* YOUR GOAL:
Every entry that follows needs to be repeated exactly.

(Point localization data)
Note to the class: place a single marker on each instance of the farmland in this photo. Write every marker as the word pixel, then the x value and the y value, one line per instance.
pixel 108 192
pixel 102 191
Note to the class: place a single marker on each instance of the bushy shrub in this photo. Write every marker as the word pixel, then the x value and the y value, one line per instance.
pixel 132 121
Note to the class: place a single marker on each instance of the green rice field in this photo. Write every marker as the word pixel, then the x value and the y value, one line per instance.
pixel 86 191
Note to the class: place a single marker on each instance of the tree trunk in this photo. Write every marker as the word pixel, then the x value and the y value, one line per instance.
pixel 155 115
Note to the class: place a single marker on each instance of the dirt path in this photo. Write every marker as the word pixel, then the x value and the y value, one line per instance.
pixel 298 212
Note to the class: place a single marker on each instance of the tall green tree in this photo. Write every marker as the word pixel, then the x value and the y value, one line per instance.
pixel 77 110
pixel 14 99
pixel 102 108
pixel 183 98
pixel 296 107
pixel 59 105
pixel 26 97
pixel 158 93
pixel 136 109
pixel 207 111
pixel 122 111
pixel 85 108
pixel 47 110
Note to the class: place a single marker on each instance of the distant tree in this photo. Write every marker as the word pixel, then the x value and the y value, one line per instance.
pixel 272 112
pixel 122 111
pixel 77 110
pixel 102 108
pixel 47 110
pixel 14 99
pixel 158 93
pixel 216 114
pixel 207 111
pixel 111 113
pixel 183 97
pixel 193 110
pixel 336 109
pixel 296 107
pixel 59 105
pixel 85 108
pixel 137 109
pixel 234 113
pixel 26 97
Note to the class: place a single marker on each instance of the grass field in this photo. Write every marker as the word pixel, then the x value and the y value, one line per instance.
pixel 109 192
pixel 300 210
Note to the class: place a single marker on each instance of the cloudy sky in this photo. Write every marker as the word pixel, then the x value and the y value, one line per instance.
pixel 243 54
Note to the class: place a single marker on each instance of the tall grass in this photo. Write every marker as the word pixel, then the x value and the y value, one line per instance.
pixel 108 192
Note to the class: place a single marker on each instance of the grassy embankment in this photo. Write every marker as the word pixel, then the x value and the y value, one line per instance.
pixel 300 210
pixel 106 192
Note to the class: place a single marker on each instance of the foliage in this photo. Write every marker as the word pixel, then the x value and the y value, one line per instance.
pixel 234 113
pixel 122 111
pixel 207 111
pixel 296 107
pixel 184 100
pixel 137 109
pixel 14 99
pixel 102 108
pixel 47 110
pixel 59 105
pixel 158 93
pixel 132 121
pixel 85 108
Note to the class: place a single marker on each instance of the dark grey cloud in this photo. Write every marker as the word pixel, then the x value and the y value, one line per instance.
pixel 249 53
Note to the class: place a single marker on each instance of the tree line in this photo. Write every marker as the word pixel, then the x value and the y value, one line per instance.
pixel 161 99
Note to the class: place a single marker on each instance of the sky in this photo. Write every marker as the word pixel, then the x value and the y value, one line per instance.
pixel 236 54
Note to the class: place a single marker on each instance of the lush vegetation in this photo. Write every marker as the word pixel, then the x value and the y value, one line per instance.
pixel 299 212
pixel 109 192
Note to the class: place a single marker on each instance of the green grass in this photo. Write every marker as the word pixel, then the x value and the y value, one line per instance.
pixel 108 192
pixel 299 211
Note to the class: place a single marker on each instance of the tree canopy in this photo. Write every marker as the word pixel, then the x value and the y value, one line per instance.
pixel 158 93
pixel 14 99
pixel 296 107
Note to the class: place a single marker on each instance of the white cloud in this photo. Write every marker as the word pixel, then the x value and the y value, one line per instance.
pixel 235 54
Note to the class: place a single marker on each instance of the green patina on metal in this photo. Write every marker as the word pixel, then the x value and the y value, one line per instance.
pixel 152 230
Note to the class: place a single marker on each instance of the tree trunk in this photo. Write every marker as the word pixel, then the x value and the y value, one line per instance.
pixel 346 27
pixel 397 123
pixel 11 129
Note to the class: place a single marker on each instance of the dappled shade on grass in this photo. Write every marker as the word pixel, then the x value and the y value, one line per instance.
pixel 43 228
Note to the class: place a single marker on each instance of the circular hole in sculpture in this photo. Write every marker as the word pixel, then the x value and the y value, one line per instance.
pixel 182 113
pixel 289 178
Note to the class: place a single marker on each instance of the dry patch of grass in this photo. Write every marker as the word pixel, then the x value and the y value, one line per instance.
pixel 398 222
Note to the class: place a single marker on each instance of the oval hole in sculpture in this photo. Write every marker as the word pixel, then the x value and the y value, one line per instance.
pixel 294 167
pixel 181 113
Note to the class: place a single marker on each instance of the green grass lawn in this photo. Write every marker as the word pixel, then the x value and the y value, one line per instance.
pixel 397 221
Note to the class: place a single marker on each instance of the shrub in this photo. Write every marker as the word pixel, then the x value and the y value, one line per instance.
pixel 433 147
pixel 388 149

* PROBLEM SOLUTION:
Note to the class: place a single marker on each instance of the farmland in this photo. Write every marker as the word pixel, then the x value and the y value, one line per instance.
pixel 108 192
pixel 102 191
Note to the class: place a single marker on each instance of the bushy shrub in this photo. Write every marker as the word pixel, then the x value and the y value, one line per instance.
pixel 132 121
Note to the class: place a single marker on each instance of the green rice field in this photo. Write every marker as the word pixel, then the x value and the y value, one line per instance.
pixel 86 191
Note to the class: place a single marker on each instance of the tree trunk in this photo. Write every marker as the word pixel, then the x value and the y value, one line per instance.
pixel 155 115
Note to the class: place a single marker on each instance of the dirt path in this photo. Write every marker as the word pixel, then the x value and the y value, one line per instance.
pixel 298 212
Note to the class: place a single marker on each instance of the tall green tree in this photo. Write every marker as the word pixel, then the x value and the y value, one line per instance.
pixel 77 110
pixel 14 99
pixel 102 108
pixel 183 98
pixel 296 107
pixel 59 105
pixel 26 97
pixel 158 93
pixel 136 109
pixel 207 111
pixel 122 111
pixel 85 108
pixel 47 110
Note to the class: place a single marker on each instance of the distant tree in this photo. Write every marker as the word pixel, then the x value and the y value, one line per instance.
pixel 272 112
pixel 122 111
pixel 77 110
pixel 102 108
pixel 47 110
pixel 14 99
pixel 158 93
pixel 216 114
pixel 207 111
pixel 111 113
pixel 183 97
pixel 193 110
pixel 336 109
pixel 296 107
pixel 59 105
pixel 85 108
pixel 137 109
pixel 234 113
pixel 26 97
Note to the class: place a single marker on each instance of the grass field in this photo. Write every marker as the word pixel, then the x value and the y value, one line per instance.
pixel 109 192
pixel 300 210
Note to the class: place a single marker on each instance of the cloudy sky in this photo. Write every marker as the word pixel, then the x value and the y value, one line per instance.
pixel 243 54
Note to the class: place a single marker on each instance of the tall grass in this photo. Write every marker as the word pixel, then the x value and the y value, one line per instance.
pixel 108 192
Note to the class: place a single marker on each instance of the grassy embankment in this photo. Write every marker as the word pixel, then the x value and the y value, one line per instance.
pixel 300 210
pixel 106 192
Note to the class: place a single marker on each instance of the foliage in this photo. Write every marker as the word pixel, then the x value and the y value, one line per instance.
pixel 234 113
pixel 122 111
pixel 207 111
pixel 296 107
pixel 184 100
pixel 137 109
pixel 14 99
pixel 102 108
pixel 47 110
pixel 59 105
pixel 158 93
pixel 132 121
pixel 85 108
Note to the class: place a single marker on each instance of the dark grey cloud in this photo. Write every marker as the word pixel, then the x value and the y value, one line per instance.
pixel 249 53
Note to the class: place a single marker on each instance of the tree line in this photo. Write every marker as the word pixel, then the x value and the y value, one line per instance.
pixel 161 99
Note to the class: place a single marker on each instance of the sky in this photo. Write every marker as the word pixel, then the x value and the y value, one line per instance.
pixel 236 54
Note to the class: place a single marker on each instance of the lush vegetation in this photo. Write every marker as the word pixel, then the x value and the y value, one line per instance.
pixel 299 212
pixel 109 192
Note to the class: place a single marker on each instance of the green grass in this photo. Write every marker as the word pixel, then the x value and the y value, one line per instance.
pixel 108 192
pixel 299 211
Note to the class: place a single marker on each instance of the tree canopy in this photo. Write every marker as the word pixel, then the x value and the y value, one line per instance.
pixel 158 93
pixel 14 99
pixel 296 107
Note to the class: place a single marker on each instance of the white cloud in this photo. Write every marker as the word pixel, then the x value and the y value, one line per instance.
pixel 235 54
Note to the class: place a single marker on each instance of the green patina on metal in this photo. Write every marker as the word pixel, then the x value and the y value, one line per instance.
pixel 152 230
Note to the class: place a single marker on each instance of the tree trunk in this photo. Write every marker as the word pixel, then the x value and the y value, one line per instance.
pixel 346 27
pixel 397 123
pixel 11 129
Note to the class: place a single marker on each instance of the dappled shade on grass in this photo. Write every marker as the word pixel, then the x value and the y value, one line per instance.
pixel 43 228
Note to the class: place a single marker on each instance of the circular hole in sculpture in this photo. Write every marker as the word pixel, then the x value and the y value, one line per instance.
pixel 182 113
pixel 289 178
Note to the class: place a single marker on each instance of the dry patch of grass in this photo. Write every marker as the word pixel, then the x value and the y value, one line per instance.
pixel 398 222
Note to the class: place a single marker on each instance of the oval hole in sculpture in this photo. Write every marker as the word pixel, then the x value and the y value, one line per instance.
pixel 294 167
pixel 181 113
Note to the class: place a single marker on each instance of the green grass lawn in this photo. Write every marker as the word pixel, then the x value and the y value, one line per instance.
pixel 397 221
Note to the class: place a single marker on each instance of the shrub in this photo. Write every marker as the word pixel, then the x value and the y value, one line per instance.
pixel 433 147
pixel 388 149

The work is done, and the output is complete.